Problem to work on:
Collect each line from the rows below that contains the word "sign", treating uppercase and lowercase as different letters.

==================================================

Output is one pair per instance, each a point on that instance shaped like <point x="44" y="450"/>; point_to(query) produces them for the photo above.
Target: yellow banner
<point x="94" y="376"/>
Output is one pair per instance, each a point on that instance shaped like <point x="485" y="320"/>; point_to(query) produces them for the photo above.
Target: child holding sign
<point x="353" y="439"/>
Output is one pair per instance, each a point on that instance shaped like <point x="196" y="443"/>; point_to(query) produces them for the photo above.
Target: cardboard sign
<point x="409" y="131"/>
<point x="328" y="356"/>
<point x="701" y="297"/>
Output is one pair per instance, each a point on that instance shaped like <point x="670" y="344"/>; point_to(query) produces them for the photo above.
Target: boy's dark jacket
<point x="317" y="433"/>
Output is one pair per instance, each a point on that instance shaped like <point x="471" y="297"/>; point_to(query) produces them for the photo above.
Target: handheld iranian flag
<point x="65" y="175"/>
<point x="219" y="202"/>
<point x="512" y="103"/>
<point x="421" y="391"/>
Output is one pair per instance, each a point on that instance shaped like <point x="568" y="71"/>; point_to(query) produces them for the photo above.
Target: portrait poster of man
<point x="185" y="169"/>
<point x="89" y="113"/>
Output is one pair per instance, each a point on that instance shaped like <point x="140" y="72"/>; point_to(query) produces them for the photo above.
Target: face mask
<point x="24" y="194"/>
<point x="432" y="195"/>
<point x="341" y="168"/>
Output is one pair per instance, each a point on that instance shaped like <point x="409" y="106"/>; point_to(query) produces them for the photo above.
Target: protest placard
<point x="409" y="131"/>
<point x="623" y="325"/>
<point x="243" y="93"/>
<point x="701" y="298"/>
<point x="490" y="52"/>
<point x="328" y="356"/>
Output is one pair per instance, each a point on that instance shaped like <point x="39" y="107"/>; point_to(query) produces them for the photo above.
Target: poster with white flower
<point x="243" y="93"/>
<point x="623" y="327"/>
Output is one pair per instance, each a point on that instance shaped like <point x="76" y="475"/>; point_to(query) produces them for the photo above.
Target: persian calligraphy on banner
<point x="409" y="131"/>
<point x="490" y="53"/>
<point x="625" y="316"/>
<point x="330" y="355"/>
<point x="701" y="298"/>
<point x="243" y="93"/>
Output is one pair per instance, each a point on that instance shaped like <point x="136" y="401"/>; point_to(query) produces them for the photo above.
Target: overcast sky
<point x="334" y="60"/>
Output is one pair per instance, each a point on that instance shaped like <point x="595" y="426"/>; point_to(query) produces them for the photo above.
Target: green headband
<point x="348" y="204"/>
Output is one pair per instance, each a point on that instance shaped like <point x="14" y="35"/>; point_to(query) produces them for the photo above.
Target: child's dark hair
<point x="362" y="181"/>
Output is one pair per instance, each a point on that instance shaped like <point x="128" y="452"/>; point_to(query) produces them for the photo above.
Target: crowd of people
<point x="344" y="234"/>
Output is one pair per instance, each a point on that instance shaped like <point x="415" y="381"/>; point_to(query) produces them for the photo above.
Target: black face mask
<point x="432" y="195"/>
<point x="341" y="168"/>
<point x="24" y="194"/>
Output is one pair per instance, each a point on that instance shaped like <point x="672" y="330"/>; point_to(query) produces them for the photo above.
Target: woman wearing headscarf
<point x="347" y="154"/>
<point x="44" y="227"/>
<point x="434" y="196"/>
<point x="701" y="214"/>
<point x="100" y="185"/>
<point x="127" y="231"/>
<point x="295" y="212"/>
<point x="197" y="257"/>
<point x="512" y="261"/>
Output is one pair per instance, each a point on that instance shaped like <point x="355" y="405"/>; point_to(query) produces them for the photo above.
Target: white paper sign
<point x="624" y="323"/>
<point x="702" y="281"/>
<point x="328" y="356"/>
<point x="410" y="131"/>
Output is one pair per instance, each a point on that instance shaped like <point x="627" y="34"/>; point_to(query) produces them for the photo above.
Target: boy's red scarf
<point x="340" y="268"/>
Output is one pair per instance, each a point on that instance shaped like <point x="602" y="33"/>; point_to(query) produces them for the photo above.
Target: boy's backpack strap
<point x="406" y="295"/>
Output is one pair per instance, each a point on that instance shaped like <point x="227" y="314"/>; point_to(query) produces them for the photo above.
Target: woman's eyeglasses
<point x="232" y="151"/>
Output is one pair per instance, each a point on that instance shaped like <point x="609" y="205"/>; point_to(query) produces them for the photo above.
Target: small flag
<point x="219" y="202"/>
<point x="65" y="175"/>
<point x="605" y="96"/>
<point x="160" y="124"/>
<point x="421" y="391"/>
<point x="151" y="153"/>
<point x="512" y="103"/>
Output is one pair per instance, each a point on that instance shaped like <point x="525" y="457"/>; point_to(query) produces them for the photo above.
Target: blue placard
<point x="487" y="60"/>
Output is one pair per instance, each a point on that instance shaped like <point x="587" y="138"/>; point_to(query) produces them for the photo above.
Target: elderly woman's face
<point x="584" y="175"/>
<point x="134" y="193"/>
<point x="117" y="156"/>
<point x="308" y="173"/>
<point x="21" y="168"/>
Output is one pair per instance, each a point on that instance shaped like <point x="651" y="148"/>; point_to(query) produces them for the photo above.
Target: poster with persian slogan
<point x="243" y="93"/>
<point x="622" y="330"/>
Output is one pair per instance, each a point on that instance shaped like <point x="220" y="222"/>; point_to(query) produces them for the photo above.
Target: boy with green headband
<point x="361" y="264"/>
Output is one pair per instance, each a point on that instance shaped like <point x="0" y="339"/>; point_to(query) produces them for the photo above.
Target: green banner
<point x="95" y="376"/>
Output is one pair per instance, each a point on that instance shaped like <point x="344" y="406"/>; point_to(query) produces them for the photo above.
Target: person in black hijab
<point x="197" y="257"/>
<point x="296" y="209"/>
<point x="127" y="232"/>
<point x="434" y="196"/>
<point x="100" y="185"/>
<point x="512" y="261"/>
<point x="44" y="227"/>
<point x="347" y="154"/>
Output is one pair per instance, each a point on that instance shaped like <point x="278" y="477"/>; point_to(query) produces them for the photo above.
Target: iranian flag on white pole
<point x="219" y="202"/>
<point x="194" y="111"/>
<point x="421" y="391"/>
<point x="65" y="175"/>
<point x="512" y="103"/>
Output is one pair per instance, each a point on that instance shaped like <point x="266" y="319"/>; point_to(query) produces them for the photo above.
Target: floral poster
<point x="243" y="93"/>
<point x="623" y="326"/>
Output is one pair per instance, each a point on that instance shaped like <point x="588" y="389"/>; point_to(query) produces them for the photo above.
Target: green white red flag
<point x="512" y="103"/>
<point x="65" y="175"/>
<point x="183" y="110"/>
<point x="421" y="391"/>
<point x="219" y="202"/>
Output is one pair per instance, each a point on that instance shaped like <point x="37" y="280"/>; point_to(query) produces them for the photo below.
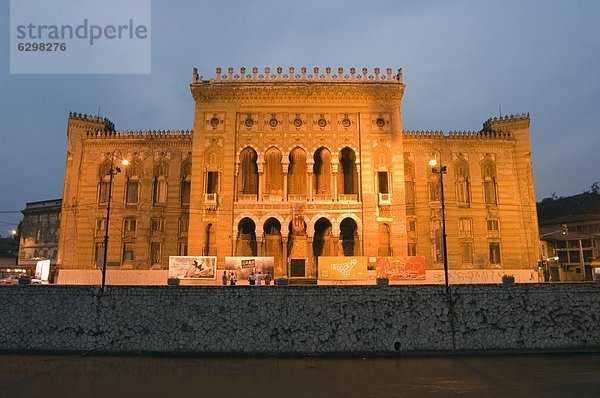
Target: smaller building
<point x="9" y="248"/>
<point x="39" y="233"/>
<point x="570" y="247"/>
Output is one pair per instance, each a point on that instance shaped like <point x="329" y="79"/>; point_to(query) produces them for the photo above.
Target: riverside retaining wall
<point x="300" y="320"/>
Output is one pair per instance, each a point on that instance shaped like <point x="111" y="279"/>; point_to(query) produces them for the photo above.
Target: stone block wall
<point x="300" y="320"/>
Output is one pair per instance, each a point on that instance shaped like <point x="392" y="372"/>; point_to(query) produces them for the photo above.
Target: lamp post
<point x="441" y="171"/>
<point x="111" y="173"/>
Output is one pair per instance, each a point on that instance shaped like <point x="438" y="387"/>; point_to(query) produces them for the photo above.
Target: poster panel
<point x="243" y="266"/>
<point x="192" y="267"/>
<point x="343" y="268"/>
<point x="42" y="270"/>
<point x="406" y="268"/>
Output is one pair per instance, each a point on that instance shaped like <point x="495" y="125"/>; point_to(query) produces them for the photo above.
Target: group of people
<point x="253" y="280"/>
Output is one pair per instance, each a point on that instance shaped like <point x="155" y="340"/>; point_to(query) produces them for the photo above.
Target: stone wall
<point x="302" y="320"/>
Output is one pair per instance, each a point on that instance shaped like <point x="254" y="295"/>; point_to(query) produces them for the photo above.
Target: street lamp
<point x="441" y="171"/>
<point x="111" y="172"/>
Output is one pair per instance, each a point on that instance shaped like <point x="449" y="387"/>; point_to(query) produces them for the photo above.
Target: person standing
<point x="224" y="278"/>
<point x="268" y="278"/>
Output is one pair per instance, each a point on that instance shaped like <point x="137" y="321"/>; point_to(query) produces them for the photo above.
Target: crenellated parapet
<point x="301" y="75"/>
<point x="457" y="135"/>
<point x="91" y="120"/>
<point x="507" y="123"/>
<point x="132" y="134"/>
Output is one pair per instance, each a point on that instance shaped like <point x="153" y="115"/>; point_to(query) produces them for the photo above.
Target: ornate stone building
<point x="296" y="165"/>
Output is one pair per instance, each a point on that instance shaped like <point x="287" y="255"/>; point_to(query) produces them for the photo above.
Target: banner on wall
<point x="244" y="266"/>
<point x="408" y="268"/>
<point x="343" y="268"/>
<point x="192" y="267"/>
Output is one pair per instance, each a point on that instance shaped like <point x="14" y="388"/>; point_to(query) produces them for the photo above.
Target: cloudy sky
<point x="461" y="60"/>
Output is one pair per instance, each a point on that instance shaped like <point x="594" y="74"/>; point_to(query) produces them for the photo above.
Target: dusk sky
<point x="461" y="60"/>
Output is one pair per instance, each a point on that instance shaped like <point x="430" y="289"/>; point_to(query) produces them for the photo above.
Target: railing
<point x="385" y="198"/>
<point x="247" y="197"/>
<point x="323" y="197"/>
<point x="348" y="197"/>
<point x="296" y="198"/>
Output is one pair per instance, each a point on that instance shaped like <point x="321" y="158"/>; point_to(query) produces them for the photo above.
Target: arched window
<point x="322" y="172"/>
<point x="210" y="247"/>
<point x="159" y="185"/>
<point x="186" y="185"/>
<point x="103" y="182"/>
<point x="246" y="241"/>
<point x="409" y="186"/>
<point x="248" y="175"/>
<point x="349" y="237"/>
<point x="349" y="177"/>
<point x="273" y="172"/>
<point x="297" y="172"/>
<point x="273" y="242"/>
<point x="132" y="186"/>
<point x="323" y="241"/>
<point x="384" y="240"/>
<point x="462" y="182"/>
<point x="488" y="174"/>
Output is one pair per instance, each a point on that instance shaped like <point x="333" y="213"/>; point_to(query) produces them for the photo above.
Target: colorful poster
<point x="343" y="268"/>
<point x="244" y="266"/>
<point x="409" y="268"/>
<point x="192" y="267"/>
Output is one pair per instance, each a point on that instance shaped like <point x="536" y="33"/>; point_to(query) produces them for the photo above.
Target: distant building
<point x="39" y="233"/>
<point x="298" y="165"/>
<point x="9" y="248"/>
<point x="570" y="247"/>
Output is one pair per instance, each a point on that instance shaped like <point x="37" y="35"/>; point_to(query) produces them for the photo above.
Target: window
<point x="186" y="187"/>
<point x="103" y="188"/>
<point x="494" y="253"/>
<point x="435" y="190"/>
<point x="412" y="249"/>
<point x="488" y="173"/>
<point x="158" y="224"/>
<point x="492" y="225"/>
<point x="464" y="228"/>
<point x="132" y="188"/>
<point x="128" y="251"/>
<point x="99" y="254"/>
<point x="130" y="225"/>
<point x="462" y="184"/>
<point x="159" y="191"/>
<point x="100" y="226"/>
<point x="212" y="182"/>
<point x="383" y="182"/>
<point x="155" y="252"/>
<point x="183" y="225"/>
<point x="466" y="249"/>
<point x="182" y="249"/>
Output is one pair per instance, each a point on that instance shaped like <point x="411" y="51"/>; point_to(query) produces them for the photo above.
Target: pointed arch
<point x="248" y="175"/>
<point x="348" y="178"/>
<point x="297" y="172"/>
<point x="273" y="172"/>
<point x="462" y="181"/>
<point x="322" y="172"/>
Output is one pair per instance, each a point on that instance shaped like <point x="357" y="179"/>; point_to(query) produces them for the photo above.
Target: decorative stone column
<point x="259" y="244"/>
<point x="310" y="186"/>
<point x="284" y="240"/>
<point x="261" y="180"/>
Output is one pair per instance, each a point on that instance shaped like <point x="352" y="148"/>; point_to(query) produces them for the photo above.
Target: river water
<point x="491" y="376"/>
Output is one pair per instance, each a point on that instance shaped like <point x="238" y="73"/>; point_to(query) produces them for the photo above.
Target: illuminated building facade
<point x="297" y="165"/>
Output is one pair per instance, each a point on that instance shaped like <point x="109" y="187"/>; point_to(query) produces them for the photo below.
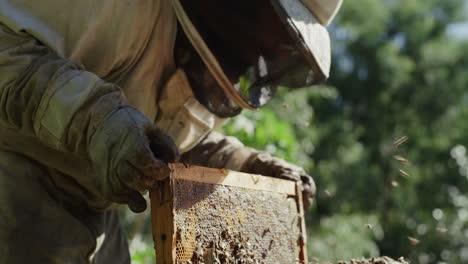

==================================================

Exercise response:
Target: child holding sign
Target: cardboard sign
Target: white paper sign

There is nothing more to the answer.